* _Request_
Only the lines from the one with "Objective — for every instance of the mouth, mark" through the final line should be given again, exactly as they appear, minus the pictures.

Stored items:

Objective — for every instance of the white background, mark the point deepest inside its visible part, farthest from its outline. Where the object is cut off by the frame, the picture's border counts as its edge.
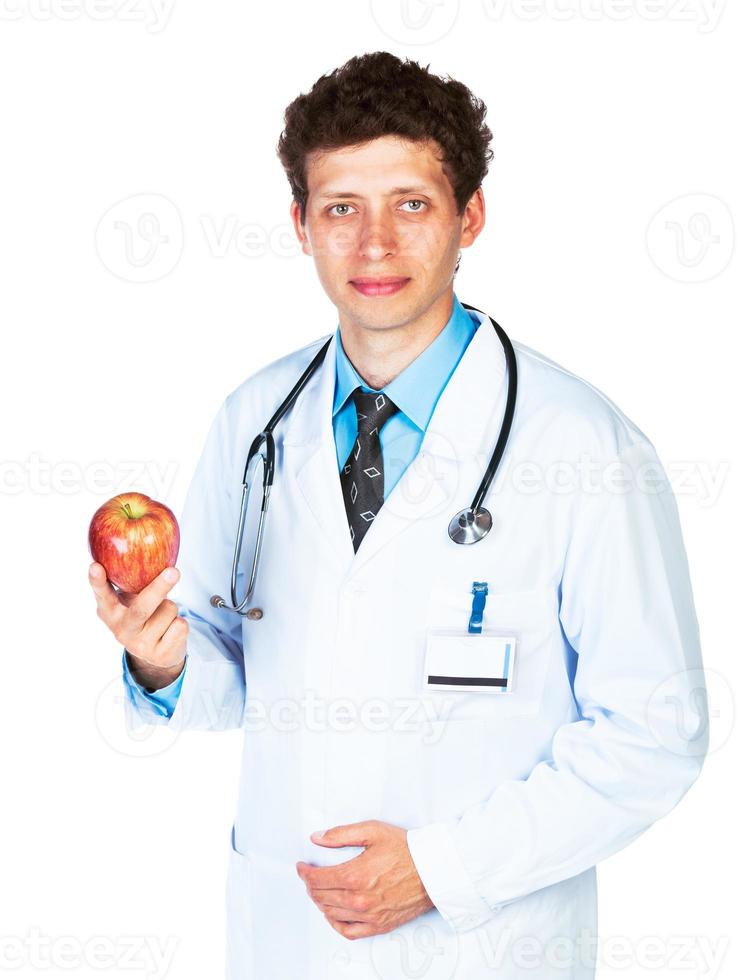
(113, 364)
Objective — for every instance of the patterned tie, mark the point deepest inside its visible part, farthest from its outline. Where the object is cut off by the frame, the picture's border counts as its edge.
(362, 477)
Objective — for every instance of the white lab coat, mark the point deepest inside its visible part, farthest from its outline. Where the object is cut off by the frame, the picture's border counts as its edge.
(509, 801)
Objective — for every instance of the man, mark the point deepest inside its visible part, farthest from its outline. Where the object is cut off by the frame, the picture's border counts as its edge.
(463, 823)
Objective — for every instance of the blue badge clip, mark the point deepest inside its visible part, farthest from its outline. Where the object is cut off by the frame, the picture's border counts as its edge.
(477, 610)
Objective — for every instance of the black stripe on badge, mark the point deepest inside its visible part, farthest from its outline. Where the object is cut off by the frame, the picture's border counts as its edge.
(468, 681)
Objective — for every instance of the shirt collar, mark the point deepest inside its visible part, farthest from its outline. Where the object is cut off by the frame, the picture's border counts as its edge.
(417, 388)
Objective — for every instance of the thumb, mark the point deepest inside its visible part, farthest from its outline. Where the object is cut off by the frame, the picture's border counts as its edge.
(358, 834)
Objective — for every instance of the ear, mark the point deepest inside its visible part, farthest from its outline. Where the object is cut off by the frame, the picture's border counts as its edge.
(296, 212)
(474, 218)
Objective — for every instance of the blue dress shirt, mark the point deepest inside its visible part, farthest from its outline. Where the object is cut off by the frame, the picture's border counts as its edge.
(415, 391)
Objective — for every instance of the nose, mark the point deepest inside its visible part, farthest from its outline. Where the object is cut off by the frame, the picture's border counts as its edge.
(377, 239)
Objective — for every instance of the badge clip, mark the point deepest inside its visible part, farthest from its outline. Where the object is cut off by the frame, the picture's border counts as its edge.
(477, 610)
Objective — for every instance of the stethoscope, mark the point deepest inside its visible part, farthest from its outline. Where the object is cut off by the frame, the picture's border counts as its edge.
(468, 526)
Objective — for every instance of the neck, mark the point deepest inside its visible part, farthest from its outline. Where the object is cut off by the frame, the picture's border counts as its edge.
(380, 354)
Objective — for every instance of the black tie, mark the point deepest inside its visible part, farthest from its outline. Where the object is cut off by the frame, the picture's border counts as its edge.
(362, 477)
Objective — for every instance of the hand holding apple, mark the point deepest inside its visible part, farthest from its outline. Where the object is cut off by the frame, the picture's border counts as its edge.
(134, 541)
(134, 538)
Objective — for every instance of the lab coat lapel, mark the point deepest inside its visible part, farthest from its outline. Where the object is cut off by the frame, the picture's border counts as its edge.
(311, 458)
(456, 447)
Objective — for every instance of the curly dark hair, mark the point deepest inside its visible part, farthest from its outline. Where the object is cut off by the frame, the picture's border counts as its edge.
(378, 94)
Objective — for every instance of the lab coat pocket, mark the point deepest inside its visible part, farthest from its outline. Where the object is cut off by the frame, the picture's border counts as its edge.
(528, 618)
(239, 914)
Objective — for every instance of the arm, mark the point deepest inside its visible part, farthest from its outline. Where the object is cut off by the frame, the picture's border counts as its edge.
(628, 612)
(210, 692)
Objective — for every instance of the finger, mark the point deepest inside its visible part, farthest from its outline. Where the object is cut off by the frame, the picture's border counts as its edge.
(331, 876)
(333, 896)
(174, 641)
(150, 598)
(107, 600)
(158, 622)
(340, 913)
(352, 930)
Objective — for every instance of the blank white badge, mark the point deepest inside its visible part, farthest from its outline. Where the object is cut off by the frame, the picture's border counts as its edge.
(469, 661)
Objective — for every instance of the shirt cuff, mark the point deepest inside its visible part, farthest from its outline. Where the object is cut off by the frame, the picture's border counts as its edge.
(162, 701)
(445, 878)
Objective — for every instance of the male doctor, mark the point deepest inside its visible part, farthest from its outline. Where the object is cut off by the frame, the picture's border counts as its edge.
(389, 825)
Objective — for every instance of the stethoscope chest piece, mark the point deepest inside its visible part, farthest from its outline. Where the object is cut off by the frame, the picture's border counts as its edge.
(469, 526)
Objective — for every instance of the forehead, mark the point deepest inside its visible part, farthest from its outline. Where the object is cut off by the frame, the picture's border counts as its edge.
(377, 165)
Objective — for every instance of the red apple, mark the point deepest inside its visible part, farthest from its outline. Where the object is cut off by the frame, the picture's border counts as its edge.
(134, 538)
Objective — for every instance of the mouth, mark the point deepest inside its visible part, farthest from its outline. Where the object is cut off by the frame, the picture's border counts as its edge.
(379, 286)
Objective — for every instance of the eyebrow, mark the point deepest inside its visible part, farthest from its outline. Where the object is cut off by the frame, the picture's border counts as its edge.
(393, 190)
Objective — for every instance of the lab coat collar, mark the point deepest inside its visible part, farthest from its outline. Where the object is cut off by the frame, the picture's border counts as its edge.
(463, 430)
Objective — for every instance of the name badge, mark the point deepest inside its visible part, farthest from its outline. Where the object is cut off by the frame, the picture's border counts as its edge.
(469, 661)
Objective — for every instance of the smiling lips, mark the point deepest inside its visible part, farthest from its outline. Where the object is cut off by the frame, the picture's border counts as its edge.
(385, 286)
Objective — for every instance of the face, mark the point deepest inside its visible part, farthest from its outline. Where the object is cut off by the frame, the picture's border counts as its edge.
(382, 228)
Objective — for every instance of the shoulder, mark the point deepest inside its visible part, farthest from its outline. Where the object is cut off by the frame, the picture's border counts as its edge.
(259, 395)
(569, 411)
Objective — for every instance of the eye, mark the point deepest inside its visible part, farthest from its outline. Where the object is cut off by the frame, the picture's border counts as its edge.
(339, 206)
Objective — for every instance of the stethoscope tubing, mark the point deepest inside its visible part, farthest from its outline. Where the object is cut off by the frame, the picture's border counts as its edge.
(269, 462)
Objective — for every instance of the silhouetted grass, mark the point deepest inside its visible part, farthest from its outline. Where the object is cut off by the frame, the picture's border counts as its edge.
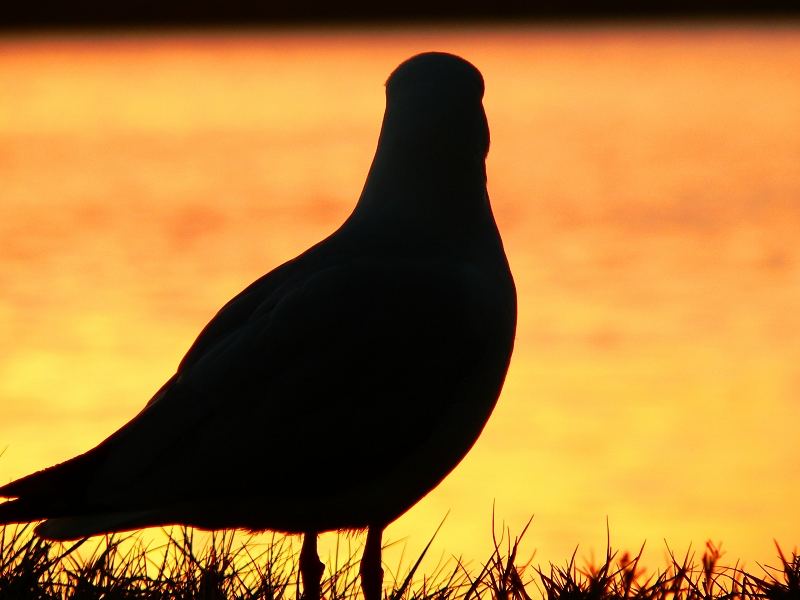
(238, 566)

* _Written answer_
Objective — for every instance of the mouth, mark the point deepest inside its visible part, farthest from its outline. Where the object is cut off by the frame, the picture's border counts as its edge.
(379, 286)
Objective — for every instance of the eyebrow, mark the point deepest inside its visible part, farthest from its outline. Where the object is cut off by the frame, the picture's border counts as its edge.
(393, 190)
Objective — for every instance of the lab coat collar, mark the point deepest inside its visible part, farthest from its outline. Where the object is cut off by the frame, the picture's border counts as its edge.
(463, 430)
Objective — for every instance of the name badge, mark the point deepest inside its visible part, farthest from its outline. Where the object is cut off by the frame, the picture's border counts as its edge.
(469, 661)
Objective — for every instance of the smiling lips, mark the point deepest inside its visible part, farthest from its outline. Where the object is cut off by the frame, the picture's border counts as its edge.
(385, 286)
Objective — for every instance of the face, mark the point deepest inside its visible part, farthest from its outline. Where the object is cut off by the frame, the picture's border counts as its edge.
(382, 228)
Objective — for every instance of the shoulder, mark the point deepest inside its visible part, farthest from its outline. Where the object is cut off by the frame, the picture's border counts as its edge.
(259, 395)
(569, 411)
Objective — for every instance of the eye, mark the point deepest inside its visible part, farthest from its outline. Where the object is cut off by the frame, the picture's border counts as its edge.
(339, 206)
Objective — for every instance of the stethoscope tubing, mark the point deepest inside its visible part, farthest from its outline. Where the object is cut off by the frame, the picture's border counts as its edge.
(269, 462)
Objective — for every instance of the silhouetted grass, mark the point deepest inside its visible part, farthest from its outline. Where the object is cut off by the frame, the picture's border counts as its edge.
(238, 566)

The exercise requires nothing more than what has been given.